_Task to carry out_
Reproduce the listing below, swapping "pick planner" for "grasp planner" everywhere it occurs and leaving all other text unchanged.

>> start

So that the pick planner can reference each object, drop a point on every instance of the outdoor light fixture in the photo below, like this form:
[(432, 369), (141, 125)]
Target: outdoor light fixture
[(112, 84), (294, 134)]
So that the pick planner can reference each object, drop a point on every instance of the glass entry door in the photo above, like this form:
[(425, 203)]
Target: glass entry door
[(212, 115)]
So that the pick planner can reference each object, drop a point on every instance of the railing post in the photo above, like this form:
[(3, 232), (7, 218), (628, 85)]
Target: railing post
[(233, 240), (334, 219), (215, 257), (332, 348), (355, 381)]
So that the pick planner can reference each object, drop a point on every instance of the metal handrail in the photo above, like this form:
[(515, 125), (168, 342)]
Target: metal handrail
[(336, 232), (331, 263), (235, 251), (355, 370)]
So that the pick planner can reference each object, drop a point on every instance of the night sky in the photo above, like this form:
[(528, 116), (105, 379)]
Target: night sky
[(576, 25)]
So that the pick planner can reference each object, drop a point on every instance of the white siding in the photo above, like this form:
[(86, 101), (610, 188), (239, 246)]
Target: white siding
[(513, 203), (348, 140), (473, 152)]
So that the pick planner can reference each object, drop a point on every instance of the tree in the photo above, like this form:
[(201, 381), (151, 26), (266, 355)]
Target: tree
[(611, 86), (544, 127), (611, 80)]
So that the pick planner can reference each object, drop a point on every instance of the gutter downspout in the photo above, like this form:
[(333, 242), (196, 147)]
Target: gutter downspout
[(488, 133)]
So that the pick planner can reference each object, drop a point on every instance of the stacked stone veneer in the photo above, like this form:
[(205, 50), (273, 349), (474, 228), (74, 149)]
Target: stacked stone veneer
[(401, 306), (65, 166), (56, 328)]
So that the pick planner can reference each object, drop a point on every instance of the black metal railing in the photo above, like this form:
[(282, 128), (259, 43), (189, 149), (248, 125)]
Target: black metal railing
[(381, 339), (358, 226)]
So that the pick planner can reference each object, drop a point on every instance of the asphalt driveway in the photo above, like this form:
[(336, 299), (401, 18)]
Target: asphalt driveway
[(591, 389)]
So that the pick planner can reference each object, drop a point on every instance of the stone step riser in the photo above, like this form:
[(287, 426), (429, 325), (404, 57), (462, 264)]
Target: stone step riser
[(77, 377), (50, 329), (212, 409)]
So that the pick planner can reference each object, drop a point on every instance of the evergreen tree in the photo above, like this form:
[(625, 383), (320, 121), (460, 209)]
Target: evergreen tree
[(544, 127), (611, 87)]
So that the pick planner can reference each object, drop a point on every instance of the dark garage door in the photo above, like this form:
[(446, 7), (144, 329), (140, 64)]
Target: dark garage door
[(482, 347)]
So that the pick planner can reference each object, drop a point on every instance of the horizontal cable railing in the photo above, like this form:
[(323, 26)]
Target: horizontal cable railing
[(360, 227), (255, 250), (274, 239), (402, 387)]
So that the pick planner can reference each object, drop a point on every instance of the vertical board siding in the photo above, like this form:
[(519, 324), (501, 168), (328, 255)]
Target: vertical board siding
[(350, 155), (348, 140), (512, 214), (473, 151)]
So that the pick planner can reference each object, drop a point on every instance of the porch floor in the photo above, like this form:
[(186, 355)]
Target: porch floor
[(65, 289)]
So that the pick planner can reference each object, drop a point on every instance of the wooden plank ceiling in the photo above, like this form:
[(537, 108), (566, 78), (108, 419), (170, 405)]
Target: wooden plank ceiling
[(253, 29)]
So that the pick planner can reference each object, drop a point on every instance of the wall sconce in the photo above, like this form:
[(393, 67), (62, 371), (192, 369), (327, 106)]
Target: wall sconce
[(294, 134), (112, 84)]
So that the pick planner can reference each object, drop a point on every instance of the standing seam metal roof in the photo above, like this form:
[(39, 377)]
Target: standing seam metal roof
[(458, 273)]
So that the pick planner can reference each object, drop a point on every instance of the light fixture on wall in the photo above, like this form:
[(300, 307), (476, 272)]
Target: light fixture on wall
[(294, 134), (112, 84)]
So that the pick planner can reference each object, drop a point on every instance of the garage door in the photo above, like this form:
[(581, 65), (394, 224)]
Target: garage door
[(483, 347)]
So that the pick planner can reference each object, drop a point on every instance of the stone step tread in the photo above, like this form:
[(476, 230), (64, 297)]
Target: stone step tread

>> end

_Output below_
So that the grasp planner can reference each object, drop a point on every instance of the outdoor light fixture in the photo below, like this form:
[(432, 369), (141, 125)]
Target: outdoor light fixture
[(112, 84), (294, 134)]
So that the grasp planner can reference each object, drop a point on every instance of the glass entry door in the photo above, like this form:
[(425, 203)]
Target: glass entry door
[(212, 115)]
So that the grasp planner can reference each object, drop a point on every instance of the railing post in the photo above, like this form:
[(3, 232), (7, 218), (628, 85)]
Target: railing post
[(233, 240), (334, 219), (215, 257), (332, 348), (355, 381)]
So that the grasp planner can reference each object, drop a point on every instance of the metal handrail in the photo above, like this form:
[(515, 125), (168, 342)]
Target: metal handrail
[(336, 232), (331, 263), (235, 251), (355, 370)]
So that the grasp planner can reference each object, drop a point on every instance of the night sky in the photo above, like this form:
[(528, 116), (105, 379)]
Target: night sky
[(576, 25)]
So that the grasp planner can reference each object, drop a point on every instance of the white siding in the photo above, like this form:
[(86, 101), (610, 188), (239, 246)]
Target: white siding
[(513, 203), (348, 140), (473, 152)]
So that the grasp planner can reference each object, drop a point on every instance of the tree in the photo above, like this form:
[(201, 381), (151, 26), (266, 355)]
Target: tree
[(611, 86), (544, 127), (611, 80)]
So that the grasp planner can reference each object, drop a point on every instance of the gutter downspout in the photo above, like this form:
[(333, 242), (196, 147)]
Target: gutter downspout
[(488, 133)]
So that the grasp planner can reference each object, drop a point on every instance of the stacked stone veneer in the photo above, like this form:
[(205, 50), (273, 349), (474, 228), (74, 149)]
Target: stacked stone veneer
[(401, 306), (65, 166), (56, 328)]
So that the grasp planner can reference each object, drop a point on every instance of the black metal railing in the photo above, like this form:
[(282, 128), (259, 43), (189, 149), (248, 125)]
Target: black metal railing
[(381, 339), (358, 226)]
So that the grasp planner can reference each object, drop a point on every instance of the asphalt driveway in the photo above, like this form:
[(336, 299), (401, 18)]
Target: asphalt driveway
[(591, 389)]
So that the grasp planner can reference each object, drop a point on every instance of the stone step riser in the photo above, like this form:
[(287, 426), (429, 325), (404, 57), (462, 264)]
Target: stone step riser
[(77, 377), (50, 329), (212, 409)]
So that the grasp planner can reference each object, drop a point on every instance of the evergreen tree in the photo above, like this form:
[(625, 383), (320, 121), (460, 209)]
Target: evergreen tree
[(544, 127), (611, 87)]
So that the grasp planner can reference each object, drop a point on every instance of the dark garage door in the photo above, like this form:
[(446, 7), (144, 329), (140, 64)]
Target: dark garage door
[(482, 347)]
So that the grasp planner can reference each object, drop a point on every instance of the horizontal cable railing in the photo above, like this form:
[(323, 26)]
Target: horizontal cable railing
[(360, 227), (255, 250), (274, 239), (402, 387)]
So that the grasp planner can reference each object, drop a point on every instance of the vertical board siding in the photo above, like this form:
[(519, 324), (501, 168), (328, 255)]
Target: vertical board siding
[(350, 155), (348, 140), (512, 214), (473, 151)]
So that the grasp planner can reference each object, drop a point on every instance of the porch floor in the photo above, like this form:
[(186, 355)]
Target: porch floor
[(65, 289)]
So that the grasp planner can reference each object, drop a point on every instance of the wooden plank ceiling in the photo above, like this form:
[(537, 108), (566, 78), (108, 419), (170, 405)]
Target: wooden plank ceiling
[(253, 29)]
So that the grasp planner can reference each object, drop a point on every instance of the wall sconce in the photo above, like this form:
[(393, 67), (62, 371), (192, 369), (327, 106)]
Target: wall sconce
[(294, 134), (112, 84)]
So that the grasp planner can reference each object, drop a point on every instance of the standing seam metal roof in the photo above, like this form:
[(39, 377)]
Target: standing seam metal roof
[(458, 273)]
So that the grasp planner can reference each object, drop a point on every instance of the light fixture on wall in the photo above, like this form:
[(300, 307), (476, 272)]
Target: light fixture on wall
[(294, 134), (112, 84)]
So that the grasp planner can reference each object, drop a point on every instance of the garage door in the photo above, like this form:
[(581, 65), (394, 224)]
Target: garage door
[(483, 347)]
So that the grasp planner can reference each object, drop a point on every instance of the stone step tread in the photo above, like this form:
[(476, 230), (64, 297)]
Target: stone step tread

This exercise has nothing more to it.